Het Hof heeft aan het einde van de zitting het onderzoek gesloten.

1.8.

Van de zitting is een proces-verbaal opgemaakt, dat in afschrift aan partijen is verzonden.

2 Feiten

Op grond van de stukken van het geding en het onderzoek ter zitting zijn in deze zaak de volgende feiten en omstandigheden voor het Hof komen vast te staan.

2.1.

Belanghebbende is eigenaar en gebruiker van de onroerende zaak. De onroerende zaak betreft een agrarisch bedrijf. Het bedrijf houdt legkippen voor de eierenproductie. De onroerende zaak stamt uit bouwjaar 2004 en omvat pluimveestallen (eierenproductie) met een totale oppervlakte van 5.472 m2, een magazijn/sorteerloods van 485 m2 en een kantoor van 128 m2. Het perceel heeft een oppervlakte van 9.862 m2.

2.2.

- _AANGELEVERDE ITEMS_:
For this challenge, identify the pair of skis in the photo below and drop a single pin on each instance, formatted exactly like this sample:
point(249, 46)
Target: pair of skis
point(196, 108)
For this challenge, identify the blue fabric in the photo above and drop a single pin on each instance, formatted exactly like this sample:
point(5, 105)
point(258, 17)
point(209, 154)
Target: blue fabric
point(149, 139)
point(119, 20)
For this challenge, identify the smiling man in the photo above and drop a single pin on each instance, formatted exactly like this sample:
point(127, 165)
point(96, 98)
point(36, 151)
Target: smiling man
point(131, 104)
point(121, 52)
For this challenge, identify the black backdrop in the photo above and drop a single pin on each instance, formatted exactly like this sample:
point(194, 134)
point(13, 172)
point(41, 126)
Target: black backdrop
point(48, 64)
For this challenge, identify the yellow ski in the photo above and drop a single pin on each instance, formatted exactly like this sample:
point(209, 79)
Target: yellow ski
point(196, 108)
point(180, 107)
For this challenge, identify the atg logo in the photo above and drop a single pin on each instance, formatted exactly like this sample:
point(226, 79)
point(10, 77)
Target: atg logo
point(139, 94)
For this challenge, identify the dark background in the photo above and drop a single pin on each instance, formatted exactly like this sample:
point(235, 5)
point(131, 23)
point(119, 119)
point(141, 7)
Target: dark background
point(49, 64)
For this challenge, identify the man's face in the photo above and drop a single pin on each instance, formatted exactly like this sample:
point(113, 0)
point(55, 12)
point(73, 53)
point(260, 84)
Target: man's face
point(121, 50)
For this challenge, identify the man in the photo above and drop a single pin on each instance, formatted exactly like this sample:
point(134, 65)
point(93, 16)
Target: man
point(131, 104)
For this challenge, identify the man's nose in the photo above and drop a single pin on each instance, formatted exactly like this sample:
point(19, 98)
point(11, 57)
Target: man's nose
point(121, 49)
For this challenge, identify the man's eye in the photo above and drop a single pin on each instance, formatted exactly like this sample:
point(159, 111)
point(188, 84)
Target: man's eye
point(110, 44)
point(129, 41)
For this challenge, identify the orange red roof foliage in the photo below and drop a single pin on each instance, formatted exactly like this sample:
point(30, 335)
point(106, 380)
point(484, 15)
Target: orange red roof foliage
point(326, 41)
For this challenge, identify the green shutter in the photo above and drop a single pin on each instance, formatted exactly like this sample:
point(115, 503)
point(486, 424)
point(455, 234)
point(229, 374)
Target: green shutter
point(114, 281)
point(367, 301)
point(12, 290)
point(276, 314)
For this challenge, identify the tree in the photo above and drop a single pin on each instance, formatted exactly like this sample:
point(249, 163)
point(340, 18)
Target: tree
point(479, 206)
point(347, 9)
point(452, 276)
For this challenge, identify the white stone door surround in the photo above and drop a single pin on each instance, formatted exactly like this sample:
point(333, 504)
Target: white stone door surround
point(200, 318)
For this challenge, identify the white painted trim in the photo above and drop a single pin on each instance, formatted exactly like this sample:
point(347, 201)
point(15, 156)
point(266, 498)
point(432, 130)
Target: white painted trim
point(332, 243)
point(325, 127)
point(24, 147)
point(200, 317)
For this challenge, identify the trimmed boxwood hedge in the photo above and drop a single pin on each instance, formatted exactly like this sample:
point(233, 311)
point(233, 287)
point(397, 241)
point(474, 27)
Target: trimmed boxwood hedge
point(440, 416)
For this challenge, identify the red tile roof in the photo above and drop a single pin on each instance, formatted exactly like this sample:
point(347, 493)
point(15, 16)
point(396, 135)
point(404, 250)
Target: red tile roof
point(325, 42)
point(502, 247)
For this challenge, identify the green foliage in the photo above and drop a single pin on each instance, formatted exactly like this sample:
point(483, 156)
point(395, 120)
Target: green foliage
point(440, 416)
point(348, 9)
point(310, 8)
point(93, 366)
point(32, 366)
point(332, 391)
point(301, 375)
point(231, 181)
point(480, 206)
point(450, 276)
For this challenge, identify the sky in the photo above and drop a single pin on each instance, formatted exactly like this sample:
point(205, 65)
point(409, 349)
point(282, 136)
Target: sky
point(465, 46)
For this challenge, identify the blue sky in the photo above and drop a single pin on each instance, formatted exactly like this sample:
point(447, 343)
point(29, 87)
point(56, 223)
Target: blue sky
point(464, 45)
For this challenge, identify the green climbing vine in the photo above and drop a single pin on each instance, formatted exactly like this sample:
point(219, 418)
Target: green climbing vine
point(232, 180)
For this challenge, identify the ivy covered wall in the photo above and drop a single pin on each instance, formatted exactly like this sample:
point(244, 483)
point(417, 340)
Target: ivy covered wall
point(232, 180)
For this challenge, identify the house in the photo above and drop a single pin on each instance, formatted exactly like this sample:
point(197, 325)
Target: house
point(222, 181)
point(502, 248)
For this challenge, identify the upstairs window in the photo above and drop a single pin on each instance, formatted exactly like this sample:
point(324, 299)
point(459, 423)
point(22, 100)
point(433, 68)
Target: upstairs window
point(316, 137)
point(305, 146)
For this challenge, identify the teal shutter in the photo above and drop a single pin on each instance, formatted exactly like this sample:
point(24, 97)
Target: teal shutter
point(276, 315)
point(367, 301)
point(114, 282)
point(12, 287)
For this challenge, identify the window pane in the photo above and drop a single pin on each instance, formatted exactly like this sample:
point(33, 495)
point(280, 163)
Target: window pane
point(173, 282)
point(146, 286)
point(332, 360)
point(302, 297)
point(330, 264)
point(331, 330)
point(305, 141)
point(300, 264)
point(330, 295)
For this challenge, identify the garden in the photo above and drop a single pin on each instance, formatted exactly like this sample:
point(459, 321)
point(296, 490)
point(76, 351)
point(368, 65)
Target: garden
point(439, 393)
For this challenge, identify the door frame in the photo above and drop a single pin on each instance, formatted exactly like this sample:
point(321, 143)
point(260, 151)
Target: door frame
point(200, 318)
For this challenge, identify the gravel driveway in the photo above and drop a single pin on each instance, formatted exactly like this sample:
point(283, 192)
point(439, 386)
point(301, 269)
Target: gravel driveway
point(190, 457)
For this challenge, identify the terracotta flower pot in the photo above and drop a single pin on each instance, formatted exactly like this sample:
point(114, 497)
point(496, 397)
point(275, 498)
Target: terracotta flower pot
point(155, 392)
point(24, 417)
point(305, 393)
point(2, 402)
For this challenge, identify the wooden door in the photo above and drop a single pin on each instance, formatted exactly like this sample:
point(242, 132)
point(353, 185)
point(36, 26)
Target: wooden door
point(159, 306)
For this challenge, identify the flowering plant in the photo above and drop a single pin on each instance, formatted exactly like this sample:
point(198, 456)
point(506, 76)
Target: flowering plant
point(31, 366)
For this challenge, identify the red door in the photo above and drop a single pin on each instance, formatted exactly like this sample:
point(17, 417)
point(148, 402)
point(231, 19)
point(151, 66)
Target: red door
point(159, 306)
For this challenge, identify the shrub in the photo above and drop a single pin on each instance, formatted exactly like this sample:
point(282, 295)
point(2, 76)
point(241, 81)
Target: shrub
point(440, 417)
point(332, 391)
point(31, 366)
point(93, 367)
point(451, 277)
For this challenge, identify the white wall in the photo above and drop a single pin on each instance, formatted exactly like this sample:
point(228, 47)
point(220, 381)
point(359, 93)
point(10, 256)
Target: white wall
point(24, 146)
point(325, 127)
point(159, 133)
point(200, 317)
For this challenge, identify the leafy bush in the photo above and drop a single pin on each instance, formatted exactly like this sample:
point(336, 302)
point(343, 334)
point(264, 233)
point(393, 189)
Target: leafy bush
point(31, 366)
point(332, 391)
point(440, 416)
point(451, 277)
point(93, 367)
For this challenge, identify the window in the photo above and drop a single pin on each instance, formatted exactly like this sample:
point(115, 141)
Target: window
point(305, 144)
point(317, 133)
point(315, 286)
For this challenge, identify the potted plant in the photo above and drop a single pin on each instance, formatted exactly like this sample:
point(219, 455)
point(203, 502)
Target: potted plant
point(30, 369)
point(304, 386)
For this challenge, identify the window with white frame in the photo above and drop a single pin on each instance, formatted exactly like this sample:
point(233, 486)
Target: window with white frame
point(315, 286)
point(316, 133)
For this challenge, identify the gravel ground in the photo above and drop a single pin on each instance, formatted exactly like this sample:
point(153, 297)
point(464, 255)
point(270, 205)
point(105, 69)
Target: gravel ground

- _OPDRACHT_: Wat is volgens het tekstfragment de oppervlakte van het kantoor? De items hierboven zijn niet nodig.

- _ANTWOORD_: 128 m2.